- ESTRATTO DEL TESTO
※ ※ ※

Le produzioni televisive della Turchia hanno superato i confini nazionali raggiungendo 146 Paesi, dall’America del Sud all’Asia e dall’Africa all’Europa, per un mercato che ha toccato il miliardo di dollari. Ma il sistema produttivo è ancora immaturo ed espone gli attori e i lavoratori a turni estenuanti, paghe basse e set pericolosi. Mentre i controlli sono inesistenti il governo cerca di influenzarne i contenuti. Il racconto della sceneggiatrice Ayfer Tunç

Le serie televisive turche hanno ormai conquistato un pubblico vastissimo, raggiungendo 146 Paesi, dall’America del Sud all’Asia, dall’Africa all’Europa. Secondo la Bbc, nel 2023 questo mercato avrebbe raggiunto un valore pari a un miliardo di dollari. Il successo mondiale delle serie tv turche è però solo la punta di un iceberg che cela un sistema di condizioni economiche ingiuste, ritmi di lavoro insostenibili e una censura molto diffusa. 

In un articolo di approfondimento realizzato dalla critica televisiva Sina Kologlu, nel 2022 risultavano attive 45 case di produzione con circa 150 registi che operano esclusivamente nel mondo dello sviluppo delle serie tv in Turchia. 

L’aumento della produzione e l’espansione del mercato risalgono all’inizio degli anni 2000. Le produzioni trovano spazio sia nei canali statali sia in quelli privati e ultimamente soprattutto all’estero.

※ ※ ※

- MATERIALE MOSTRATO

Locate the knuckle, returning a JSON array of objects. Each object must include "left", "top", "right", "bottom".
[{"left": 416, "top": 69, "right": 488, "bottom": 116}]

※ ※ ※

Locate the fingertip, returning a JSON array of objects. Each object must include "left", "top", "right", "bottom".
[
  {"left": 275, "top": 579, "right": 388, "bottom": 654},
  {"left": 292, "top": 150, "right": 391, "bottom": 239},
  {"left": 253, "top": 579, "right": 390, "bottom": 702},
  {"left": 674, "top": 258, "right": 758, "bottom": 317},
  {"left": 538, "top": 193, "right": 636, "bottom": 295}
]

※ ※ ※

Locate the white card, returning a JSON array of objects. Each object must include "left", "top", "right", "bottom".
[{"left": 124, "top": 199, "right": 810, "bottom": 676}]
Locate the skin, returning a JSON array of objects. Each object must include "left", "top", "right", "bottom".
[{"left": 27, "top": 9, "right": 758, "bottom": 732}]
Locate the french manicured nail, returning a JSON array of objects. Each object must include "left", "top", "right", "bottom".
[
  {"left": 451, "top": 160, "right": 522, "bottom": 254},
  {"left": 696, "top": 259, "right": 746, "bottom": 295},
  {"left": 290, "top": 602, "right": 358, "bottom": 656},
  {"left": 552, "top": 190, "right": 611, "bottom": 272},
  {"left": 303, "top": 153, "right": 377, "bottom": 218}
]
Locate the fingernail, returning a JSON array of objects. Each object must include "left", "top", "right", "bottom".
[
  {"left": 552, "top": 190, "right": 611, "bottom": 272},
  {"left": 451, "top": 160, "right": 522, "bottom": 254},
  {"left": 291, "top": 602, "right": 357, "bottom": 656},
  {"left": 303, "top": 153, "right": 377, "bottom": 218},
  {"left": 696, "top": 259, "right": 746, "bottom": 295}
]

※ ※ ※

- ESERCIZI
**1)** Per favore, stabilisci se ciascuna affermazione concorda con l'estratto sulle serie televisive turche: (a) le serie turche raggiungono 146 Paesi; (b) nel 2022 risultavano attive 60 case di produzione; (c) l'espansione del mercato risale all'inizio degli anni 2000. Rispondi sì o no e cita testualmente le parole decisive.
**2)** Secondo l'estratto sulle serie televisive turche, quale valore avrebbe raggiunto questo mercato nel 2023 stando alla Bbc?
Il materiale non serve per lo svolgimento dell'esercizio.

- ESERCIZIO SVOLTO
**1)**
(a) Sì: "hanno ormai conquistato un pubblico vastissimo, raggiungendo 146 Paesi".
(b) No: "nel 2022 risultavano attive 45 case di produzione".
(c) Sì: "L’aumento della produzione e l’espansione del mercato risalgono all’inizio degli anni 2000."

**2)** Un valore pari a un miliardo di dollari.